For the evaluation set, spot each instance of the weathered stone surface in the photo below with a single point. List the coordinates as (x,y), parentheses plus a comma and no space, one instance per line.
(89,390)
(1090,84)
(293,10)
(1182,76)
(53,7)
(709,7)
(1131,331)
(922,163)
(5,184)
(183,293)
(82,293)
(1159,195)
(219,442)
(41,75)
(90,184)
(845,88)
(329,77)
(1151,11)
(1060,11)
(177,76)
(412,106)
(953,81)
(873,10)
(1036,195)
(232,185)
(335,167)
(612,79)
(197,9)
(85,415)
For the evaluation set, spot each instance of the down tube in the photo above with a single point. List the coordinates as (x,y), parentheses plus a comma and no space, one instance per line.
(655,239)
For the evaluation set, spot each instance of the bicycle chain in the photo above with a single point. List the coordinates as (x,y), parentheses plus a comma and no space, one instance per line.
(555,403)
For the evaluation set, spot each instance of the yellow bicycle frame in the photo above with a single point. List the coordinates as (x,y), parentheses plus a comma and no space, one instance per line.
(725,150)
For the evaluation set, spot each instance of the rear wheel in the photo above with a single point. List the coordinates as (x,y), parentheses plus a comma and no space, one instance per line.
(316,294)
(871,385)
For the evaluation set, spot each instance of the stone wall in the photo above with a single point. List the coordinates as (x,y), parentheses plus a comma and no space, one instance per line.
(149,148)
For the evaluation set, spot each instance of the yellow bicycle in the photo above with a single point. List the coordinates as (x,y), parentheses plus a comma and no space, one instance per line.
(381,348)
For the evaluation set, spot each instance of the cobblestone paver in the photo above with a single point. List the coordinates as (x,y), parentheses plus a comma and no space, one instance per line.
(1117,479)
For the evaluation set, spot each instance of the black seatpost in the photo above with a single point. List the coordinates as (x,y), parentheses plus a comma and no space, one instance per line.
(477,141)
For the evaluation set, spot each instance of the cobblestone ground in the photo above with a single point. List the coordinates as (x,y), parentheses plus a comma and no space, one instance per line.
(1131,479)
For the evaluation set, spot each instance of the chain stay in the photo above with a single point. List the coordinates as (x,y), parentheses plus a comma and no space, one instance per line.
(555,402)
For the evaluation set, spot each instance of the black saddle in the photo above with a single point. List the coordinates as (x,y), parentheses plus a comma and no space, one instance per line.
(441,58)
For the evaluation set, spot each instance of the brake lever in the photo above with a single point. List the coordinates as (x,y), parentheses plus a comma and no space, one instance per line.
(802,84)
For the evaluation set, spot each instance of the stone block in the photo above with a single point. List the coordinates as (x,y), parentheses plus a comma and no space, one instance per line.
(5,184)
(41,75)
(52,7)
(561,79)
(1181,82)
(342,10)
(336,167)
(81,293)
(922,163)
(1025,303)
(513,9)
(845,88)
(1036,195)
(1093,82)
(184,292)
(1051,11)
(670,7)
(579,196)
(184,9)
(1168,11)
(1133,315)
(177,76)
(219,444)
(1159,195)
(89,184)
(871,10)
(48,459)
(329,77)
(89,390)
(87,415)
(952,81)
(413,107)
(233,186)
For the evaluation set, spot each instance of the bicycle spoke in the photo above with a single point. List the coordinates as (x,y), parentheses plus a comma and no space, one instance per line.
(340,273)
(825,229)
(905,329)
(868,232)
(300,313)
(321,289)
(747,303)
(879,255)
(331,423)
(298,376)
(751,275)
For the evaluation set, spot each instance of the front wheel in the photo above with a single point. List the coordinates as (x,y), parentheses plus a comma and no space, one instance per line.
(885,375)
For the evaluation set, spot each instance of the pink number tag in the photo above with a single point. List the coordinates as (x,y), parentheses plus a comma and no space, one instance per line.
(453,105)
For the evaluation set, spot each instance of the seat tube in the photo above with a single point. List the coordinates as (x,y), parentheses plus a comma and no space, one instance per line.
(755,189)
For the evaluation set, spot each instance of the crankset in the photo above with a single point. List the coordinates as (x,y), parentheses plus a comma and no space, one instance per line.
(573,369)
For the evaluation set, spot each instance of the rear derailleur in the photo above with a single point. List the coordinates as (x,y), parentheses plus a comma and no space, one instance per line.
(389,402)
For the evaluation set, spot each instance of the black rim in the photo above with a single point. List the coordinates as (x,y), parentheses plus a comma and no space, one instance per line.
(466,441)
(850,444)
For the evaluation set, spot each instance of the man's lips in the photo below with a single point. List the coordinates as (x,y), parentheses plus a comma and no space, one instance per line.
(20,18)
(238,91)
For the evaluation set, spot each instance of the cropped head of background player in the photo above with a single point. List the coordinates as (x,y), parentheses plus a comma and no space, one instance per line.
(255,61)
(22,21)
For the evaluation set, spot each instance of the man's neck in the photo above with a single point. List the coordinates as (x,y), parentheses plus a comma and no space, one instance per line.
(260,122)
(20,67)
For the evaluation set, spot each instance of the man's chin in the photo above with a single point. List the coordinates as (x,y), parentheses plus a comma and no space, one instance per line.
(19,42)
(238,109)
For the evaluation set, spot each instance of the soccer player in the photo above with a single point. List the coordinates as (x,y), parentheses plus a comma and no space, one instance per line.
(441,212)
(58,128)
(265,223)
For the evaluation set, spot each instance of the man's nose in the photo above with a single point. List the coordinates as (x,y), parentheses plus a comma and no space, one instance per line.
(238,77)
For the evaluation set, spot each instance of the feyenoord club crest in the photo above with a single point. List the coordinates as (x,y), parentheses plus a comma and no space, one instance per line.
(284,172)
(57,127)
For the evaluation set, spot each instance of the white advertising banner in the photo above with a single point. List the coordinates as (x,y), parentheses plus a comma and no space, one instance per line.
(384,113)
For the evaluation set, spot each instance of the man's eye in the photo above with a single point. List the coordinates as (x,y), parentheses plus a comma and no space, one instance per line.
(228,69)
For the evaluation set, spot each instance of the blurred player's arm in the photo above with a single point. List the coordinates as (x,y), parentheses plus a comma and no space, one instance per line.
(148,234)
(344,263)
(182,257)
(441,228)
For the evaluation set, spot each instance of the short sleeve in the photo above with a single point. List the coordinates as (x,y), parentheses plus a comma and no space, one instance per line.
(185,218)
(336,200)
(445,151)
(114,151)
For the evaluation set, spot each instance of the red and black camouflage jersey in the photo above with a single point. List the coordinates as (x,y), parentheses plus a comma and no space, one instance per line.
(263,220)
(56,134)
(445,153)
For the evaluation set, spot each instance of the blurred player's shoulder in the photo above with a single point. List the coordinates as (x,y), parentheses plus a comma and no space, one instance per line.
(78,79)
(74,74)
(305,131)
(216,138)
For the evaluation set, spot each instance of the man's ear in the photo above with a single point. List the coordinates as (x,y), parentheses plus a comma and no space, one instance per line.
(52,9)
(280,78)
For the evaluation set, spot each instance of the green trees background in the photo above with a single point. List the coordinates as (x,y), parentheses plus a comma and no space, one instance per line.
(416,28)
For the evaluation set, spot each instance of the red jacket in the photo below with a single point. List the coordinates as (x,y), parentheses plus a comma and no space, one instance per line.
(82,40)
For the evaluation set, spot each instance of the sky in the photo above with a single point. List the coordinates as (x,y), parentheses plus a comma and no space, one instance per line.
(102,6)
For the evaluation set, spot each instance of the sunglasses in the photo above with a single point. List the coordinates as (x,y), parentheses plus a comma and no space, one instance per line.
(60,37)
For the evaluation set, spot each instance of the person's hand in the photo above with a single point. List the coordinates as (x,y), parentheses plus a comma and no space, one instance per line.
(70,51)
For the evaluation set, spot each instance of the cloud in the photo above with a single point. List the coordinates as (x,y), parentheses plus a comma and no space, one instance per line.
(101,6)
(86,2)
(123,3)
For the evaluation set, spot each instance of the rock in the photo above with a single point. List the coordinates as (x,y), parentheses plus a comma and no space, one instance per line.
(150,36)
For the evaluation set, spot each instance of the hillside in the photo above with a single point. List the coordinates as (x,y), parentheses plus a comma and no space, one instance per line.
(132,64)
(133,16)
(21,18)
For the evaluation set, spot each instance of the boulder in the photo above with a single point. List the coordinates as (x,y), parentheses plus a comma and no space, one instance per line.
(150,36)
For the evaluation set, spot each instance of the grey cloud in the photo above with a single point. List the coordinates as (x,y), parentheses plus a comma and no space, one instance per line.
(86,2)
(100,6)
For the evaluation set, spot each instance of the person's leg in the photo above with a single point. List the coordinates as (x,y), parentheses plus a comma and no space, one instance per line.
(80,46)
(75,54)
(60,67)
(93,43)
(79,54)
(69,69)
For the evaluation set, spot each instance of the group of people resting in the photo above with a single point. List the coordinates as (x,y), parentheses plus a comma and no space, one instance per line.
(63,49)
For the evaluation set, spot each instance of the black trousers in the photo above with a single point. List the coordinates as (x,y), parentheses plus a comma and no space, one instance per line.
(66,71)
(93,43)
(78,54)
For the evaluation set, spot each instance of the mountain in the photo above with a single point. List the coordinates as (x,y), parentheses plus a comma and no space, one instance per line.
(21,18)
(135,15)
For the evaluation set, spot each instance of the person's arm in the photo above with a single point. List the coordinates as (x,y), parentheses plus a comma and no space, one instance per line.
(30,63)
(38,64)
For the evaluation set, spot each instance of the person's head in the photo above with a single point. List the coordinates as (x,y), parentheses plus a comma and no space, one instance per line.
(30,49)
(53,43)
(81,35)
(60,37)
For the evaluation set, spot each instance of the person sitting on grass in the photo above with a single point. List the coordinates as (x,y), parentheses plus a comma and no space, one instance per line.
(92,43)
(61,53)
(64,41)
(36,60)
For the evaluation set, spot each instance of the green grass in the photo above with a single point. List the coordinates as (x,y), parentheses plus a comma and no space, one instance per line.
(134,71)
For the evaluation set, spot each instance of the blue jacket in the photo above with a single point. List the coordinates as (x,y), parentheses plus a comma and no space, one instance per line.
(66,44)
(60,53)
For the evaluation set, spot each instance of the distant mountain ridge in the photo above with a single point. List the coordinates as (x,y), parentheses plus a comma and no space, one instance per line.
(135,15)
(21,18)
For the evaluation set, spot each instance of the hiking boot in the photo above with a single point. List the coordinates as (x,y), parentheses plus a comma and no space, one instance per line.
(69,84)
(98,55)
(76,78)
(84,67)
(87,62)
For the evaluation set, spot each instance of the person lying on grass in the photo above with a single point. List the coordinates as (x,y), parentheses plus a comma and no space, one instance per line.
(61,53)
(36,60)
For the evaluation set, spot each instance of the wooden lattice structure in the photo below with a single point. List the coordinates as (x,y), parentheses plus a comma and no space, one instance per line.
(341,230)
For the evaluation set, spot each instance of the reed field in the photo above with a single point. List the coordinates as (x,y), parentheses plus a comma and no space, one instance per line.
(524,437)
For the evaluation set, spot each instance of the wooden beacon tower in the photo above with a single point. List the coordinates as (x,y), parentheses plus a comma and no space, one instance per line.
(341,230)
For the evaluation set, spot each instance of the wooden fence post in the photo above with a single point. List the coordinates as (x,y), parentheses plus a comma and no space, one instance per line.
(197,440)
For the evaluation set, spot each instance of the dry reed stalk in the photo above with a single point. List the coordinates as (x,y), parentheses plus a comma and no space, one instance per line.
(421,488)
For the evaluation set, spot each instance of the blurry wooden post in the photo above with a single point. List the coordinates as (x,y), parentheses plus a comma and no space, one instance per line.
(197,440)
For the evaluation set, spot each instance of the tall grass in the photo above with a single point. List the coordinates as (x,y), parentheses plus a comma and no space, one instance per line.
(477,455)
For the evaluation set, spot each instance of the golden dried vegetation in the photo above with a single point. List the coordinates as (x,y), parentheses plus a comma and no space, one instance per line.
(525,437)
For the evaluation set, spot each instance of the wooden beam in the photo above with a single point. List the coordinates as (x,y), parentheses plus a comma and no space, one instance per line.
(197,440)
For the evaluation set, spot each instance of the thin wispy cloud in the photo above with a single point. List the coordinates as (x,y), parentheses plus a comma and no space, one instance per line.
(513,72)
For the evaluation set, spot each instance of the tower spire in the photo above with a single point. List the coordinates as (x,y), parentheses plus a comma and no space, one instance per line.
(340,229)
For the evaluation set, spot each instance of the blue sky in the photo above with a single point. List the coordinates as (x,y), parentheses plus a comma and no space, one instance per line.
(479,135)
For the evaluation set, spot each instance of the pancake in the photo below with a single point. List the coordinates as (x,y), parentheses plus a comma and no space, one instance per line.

# # # # # # #

YOUR GOAL: Reproduce word for word the lines of the data from the one containing "For the evaluation set, spot each instance of the blue sky" through the end of the data, inclusive.

WRITTEN REPLY:
For the evaluation set, spot each instance of the blue sky in the photo above with a single point. List the coordinates as (x,y), parentheses plus a comma and no space, one instance per line.
(479,135)
For the evaluation set, spot each instance of the pancake in the photo below with a single point. List the coordinates as (x,y), parentheses plus a comma and no space, one instance per line.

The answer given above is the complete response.